_EXERCÍCIO PROPOSTO_
Enumere todas as modalidades licitatórias originais que, segundo o trecho sobre licitações, permaneceram inalteradas no texto da Lei.

_TRECHO PARA LEITURA_
================================
Ainda, normas foram introduzidas na ordem jurídica brasileira visando à implementação de políticas públicas constitucionalmente estabelecidas, alcançando as licitações e contratações regulamentadas pelo regime geral como, por exemplo, as que estabelecem: o tratamento diferenciado às entidades de menor porte; a aplicação de margem de preferência a produtos manufaturados e serviços nacionais que atendam a normas técnicas brasileiras; exigências, como requisitos de habilitação, de declaração de que o licitante não emprega menor em situação irregular e de regularidade trabalhista; benefícios decorrentes do cumprimento da reserva de cargos prevista em lei para pessoa com deficiência ou para reabilitado da Previdência Social; e a promoção do desenvolvimento nacional sustentável.
Mantiveram-se inalteráveis, no texto da Lei, as modalidades licitatórias originais: concorrência, tomada de preços, convite, concurso e leilão.
Importante registro é o de que os valores aplicáveis à definição das modalidades licitatórias (concorrência, tomada de preços e convite) foram atualizados no ano de 1998, ou seja, há 20 anos, nada obstante o art. 120 da Lei nº 8.666/1993 autorizar o Poder Executivo Federal a revisá-los, anualmente, observada a variação geral dos preços do mercado, no período.
3. Introdução da modalidade pregão no ordenamento normativo brasileiro
A experiência na utilização das modalidades convencionais previstas na Lei nº 8.666/1993 (concorrência, tomada de preços e convite) revelou a frustração quanto à desejável celeridade nas licitações processadas sob esse regime. Relacionam-se os principais motivos: o exame dos documentos de habilitação de todos os participantes do certame; a fase de habilitação antecedendo a de exame e julgamento de propostas; a análise das propostas de todos os licitantes habilitados; a existência de duas fases recursais; e os longos prazos mínimos exigidos entre a publicação dos avisos de editais e a realização dos eventos.
A idealização de um novo modelo de licitação, mais célere, fez-se necessária.
Foi publicada, então, a Medida Provisória nº 2.182-18/01, instituidora, no âmbito da União, Estados, Distrito Federal e Municípios, nos termos do art. 37, inciso XXI, da Constituição Federal, da modalidade licitatória denominada pregão, cabível para a contratação de bens e serviços classificados como comuns. Veio a ser convertida na Lei nº 10.520/2002, cujo art. 2º, §1º, prevê a possibilidade de realização do pregão mediante a utilização de recursos de tecnologia da informação, consoante regulamentação específica.
================================
_DADOS FORNECIDOS_
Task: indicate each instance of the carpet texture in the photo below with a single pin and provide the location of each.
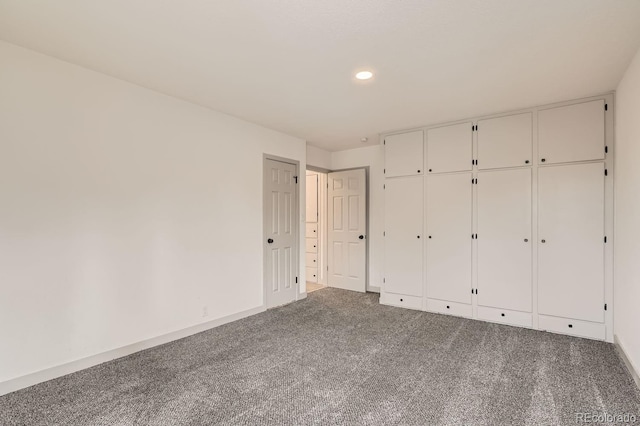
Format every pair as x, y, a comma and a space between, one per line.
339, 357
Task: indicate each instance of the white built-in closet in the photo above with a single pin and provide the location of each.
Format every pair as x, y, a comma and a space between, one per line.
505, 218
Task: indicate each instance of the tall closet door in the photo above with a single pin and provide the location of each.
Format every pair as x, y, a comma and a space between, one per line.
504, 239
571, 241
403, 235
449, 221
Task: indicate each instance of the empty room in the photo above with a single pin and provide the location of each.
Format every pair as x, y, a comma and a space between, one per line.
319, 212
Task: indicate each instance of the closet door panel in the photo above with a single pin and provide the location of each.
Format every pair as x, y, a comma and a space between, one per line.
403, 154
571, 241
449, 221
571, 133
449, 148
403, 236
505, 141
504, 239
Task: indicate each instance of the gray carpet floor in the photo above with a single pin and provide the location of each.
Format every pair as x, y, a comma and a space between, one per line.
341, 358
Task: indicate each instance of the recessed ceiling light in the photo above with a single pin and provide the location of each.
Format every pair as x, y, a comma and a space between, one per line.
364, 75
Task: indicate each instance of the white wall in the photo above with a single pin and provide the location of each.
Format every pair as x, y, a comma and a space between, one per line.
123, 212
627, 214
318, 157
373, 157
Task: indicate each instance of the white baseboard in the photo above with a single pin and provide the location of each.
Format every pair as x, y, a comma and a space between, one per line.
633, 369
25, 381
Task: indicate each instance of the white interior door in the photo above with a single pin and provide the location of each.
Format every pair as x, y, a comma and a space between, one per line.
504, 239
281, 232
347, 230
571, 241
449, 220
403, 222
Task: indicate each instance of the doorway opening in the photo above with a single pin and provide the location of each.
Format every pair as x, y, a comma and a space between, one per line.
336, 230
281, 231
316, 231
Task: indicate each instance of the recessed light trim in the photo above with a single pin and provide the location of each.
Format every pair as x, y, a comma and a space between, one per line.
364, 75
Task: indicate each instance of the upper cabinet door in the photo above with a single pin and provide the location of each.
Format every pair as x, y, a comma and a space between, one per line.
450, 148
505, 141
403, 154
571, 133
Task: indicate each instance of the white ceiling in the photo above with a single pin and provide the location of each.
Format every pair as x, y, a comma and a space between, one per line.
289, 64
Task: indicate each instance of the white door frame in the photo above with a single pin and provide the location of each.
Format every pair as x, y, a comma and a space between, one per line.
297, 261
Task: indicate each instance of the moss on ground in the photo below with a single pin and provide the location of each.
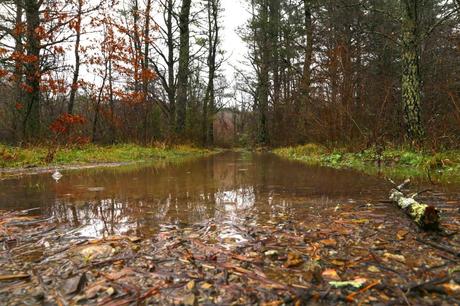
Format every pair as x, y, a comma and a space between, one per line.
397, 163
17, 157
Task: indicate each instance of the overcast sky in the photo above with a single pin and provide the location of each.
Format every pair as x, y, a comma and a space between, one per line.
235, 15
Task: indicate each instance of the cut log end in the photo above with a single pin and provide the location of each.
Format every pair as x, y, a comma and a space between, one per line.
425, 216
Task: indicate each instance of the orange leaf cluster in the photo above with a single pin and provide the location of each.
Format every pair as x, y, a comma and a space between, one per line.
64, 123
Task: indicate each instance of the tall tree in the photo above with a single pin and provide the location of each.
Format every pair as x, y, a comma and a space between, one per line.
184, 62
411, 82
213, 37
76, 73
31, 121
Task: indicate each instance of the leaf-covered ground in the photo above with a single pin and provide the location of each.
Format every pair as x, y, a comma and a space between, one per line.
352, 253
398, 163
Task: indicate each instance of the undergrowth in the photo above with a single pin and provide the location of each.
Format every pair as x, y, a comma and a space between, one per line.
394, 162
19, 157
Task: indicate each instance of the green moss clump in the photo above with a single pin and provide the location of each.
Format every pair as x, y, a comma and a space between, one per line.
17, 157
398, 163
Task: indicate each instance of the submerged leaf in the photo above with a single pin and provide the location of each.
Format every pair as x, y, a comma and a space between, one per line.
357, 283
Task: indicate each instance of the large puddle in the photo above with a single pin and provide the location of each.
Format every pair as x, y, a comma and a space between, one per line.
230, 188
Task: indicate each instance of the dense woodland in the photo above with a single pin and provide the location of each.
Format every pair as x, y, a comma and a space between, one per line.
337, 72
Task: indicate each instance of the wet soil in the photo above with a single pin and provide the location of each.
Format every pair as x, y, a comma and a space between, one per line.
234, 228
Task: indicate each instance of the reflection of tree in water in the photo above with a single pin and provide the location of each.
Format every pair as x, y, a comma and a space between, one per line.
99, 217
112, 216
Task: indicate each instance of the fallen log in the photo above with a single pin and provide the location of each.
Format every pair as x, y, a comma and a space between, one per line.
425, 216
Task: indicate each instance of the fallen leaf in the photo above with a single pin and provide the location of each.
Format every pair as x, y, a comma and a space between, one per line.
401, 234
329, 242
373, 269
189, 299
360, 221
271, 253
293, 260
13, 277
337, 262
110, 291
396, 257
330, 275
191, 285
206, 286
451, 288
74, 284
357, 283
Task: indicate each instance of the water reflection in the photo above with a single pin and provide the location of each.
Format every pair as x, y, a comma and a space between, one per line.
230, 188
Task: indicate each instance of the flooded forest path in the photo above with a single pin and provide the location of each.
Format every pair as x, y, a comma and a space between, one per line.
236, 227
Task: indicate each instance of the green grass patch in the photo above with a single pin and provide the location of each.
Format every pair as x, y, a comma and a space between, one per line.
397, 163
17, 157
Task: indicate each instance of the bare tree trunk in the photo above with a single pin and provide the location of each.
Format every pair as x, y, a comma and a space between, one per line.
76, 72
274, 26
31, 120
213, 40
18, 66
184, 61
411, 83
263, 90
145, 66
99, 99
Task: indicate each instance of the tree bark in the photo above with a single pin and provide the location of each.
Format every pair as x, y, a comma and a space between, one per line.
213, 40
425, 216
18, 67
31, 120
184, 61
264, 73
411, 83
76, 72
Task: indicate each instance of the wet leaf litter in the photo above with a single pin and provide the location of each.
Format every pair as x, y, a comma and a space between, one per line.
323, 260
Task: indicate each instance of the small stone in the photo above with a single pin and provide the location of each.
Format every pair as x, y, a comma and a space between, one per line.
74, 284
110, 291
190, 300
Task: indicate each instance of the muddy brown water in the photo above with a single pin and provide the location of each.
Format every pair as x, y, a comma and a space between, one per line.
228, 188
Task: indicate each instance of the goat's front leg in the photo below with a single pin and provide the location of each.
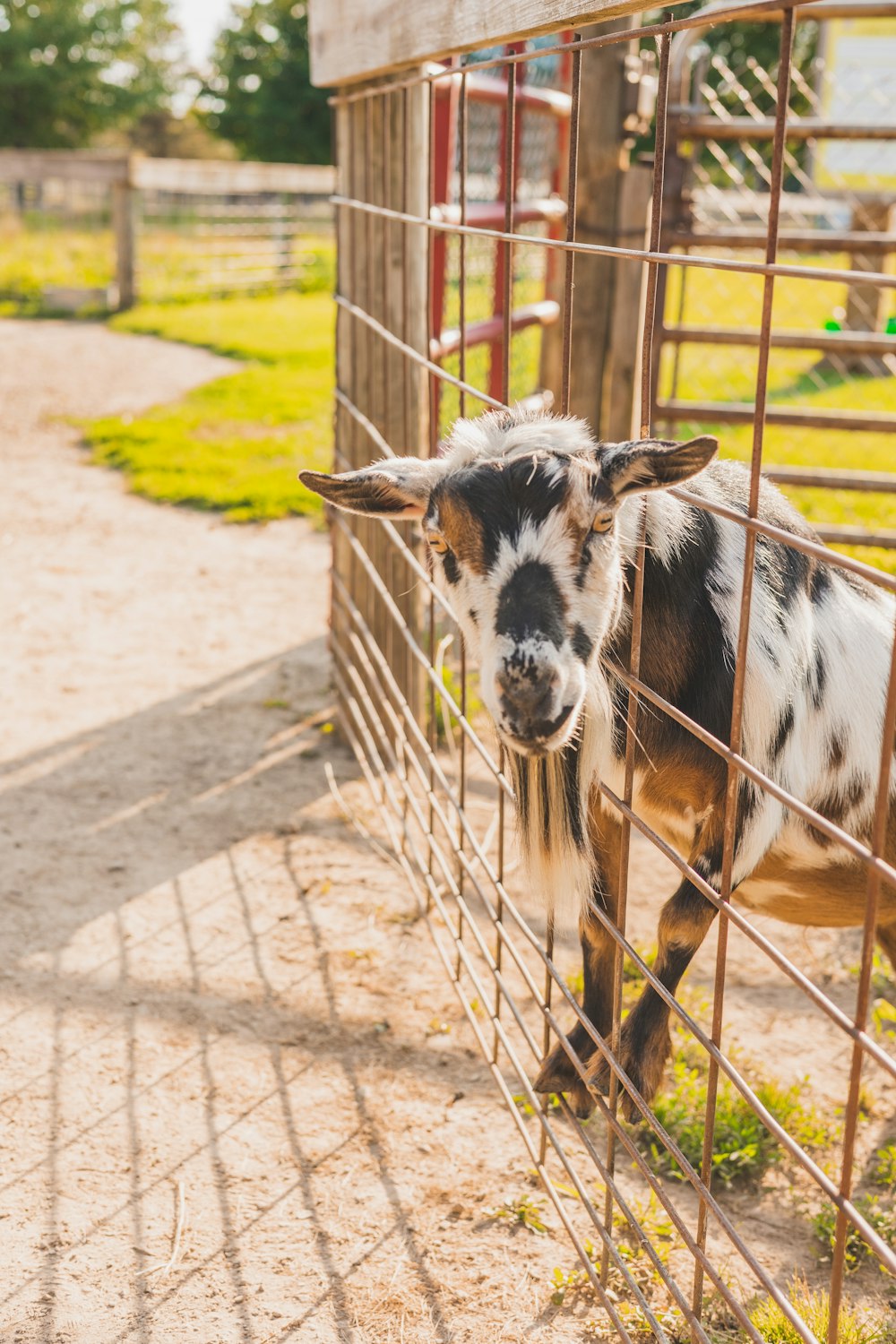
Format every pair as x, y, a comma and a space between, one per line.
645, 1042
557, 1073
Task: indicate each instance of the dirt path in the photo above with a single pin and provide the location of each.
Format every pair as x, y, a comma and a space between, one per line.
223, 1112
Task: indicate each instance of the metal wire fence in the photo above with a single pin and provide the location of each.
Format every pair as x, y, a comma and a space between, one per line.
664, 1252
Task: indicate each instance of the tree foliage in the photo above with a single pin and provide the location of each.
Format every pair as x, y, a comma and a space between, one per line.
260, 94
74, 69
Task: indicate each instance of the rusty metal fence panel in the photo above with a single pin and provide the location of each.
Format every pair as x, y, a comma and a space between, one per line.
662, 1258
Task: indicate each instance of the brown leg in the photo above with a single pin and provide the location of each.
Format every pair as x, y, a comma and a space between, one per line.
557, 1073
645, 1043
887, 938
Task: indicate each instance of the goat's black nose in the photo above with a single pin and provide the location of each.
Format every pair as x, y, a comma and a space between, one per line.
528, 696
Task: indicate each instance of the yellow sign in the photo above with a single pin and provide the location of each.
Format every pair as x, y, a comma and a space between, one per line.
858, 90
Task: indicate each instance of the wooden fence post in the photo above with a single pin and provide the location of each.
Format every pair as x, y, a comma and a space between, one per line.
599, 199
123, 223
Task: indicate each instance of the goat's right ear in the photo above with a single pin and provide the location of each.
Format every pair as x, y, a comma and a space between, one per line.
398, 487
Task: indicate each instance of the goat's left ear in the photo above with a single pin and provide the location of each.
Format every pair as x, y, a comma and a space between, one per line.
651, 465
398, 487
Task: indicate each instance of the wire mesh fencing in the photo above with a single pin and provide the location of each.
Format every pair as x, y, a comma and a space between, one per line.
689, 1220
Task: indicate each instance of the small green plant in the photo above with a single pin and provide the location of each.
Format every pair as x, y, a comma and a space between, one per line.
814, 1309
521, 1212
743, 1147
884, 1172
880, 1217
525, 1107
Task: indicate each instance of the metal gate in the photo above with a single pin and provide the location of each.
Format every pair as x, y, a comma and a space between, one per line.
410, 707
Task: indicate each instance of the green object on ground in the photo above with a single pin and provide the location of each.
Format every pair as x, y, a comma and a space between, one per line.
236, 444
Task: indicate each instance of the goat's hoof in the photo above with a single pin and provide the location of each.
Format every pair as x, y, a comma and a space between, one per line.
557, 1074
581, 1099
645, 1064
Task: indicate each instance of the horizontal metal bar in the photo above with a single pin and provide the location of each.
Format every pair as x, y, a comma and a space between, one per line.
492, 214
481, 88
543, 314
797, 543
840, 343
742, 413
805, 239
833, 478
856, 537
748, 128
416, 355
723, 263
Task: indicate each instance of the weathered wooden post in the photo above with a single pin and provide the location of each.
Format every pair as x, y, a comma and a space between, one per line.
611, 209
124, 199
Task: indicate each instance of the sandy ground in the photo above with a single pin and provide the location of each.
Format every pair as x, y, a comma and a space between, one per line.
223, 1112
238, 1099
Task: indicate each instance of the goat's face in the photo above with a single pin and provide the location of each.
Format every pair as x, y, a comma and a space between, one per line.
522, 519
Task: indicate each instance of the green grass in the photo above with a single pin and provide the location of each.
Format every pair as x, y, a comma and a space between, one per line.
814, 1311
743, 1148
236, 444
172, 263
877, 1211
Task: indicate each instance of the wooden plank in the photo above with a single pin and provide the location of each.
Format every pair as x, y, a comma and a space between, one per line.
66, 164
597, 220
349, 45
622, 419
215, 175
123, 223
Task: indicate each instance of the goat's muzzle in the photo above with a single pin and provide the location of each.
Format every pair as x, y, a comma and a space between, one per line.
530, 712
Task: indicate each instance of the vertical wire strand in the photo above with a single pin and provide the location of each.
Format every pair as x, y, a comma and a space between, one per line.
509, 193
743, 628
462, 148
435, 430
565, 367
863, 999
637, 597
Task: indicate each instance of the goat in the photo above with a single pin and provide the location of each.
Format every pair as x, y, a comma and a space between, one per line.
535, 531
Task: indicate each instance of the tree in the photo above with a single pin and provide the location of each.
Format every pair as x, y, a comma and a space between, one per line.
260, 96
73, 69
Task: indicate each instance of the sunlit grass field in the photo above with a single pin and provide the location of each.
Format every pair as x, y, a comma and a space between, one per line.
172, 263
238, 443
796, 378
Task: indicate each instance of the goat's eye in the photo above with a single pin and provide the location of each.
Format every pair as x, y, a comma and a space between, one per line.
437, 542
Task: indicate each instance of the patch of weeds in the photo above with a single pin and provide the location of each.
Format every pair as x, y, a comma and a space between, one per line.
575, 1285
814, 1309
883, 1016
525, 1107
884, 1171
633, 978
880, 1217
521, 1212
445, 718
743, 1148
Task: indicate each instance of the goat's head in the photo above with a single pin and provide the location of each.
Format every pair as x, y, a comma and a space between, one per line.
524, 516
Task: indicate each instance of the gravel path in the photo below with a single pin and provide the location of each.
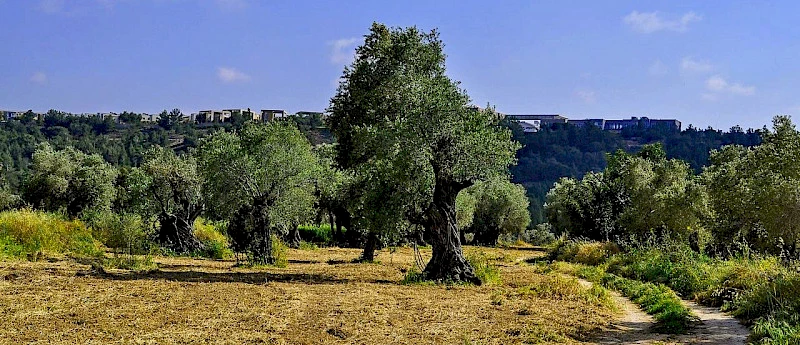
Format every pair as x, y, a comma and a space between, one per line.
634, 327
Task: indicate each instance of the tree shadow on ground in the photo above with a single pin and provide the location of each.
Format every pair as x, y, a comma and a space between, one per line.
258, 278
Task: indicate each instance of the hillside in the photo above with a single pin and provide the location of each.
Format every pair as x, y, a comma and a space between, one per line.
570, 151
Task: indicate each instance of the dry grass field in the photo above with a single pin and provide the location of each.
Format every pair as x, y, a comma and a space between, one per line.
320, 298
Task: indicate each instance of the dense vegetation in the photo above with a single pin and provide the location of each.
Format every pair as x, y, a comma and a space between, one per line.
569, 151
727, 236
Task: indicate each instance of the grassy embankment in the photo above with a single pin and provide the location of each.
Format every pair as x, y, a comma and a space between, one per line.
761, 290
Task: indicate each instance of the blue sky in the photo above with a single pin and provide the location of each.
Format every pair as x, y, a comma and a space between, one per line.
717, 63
================================
_A RESPOSTA_
Concorrência, tomada de preços, convite, concurso e leilão.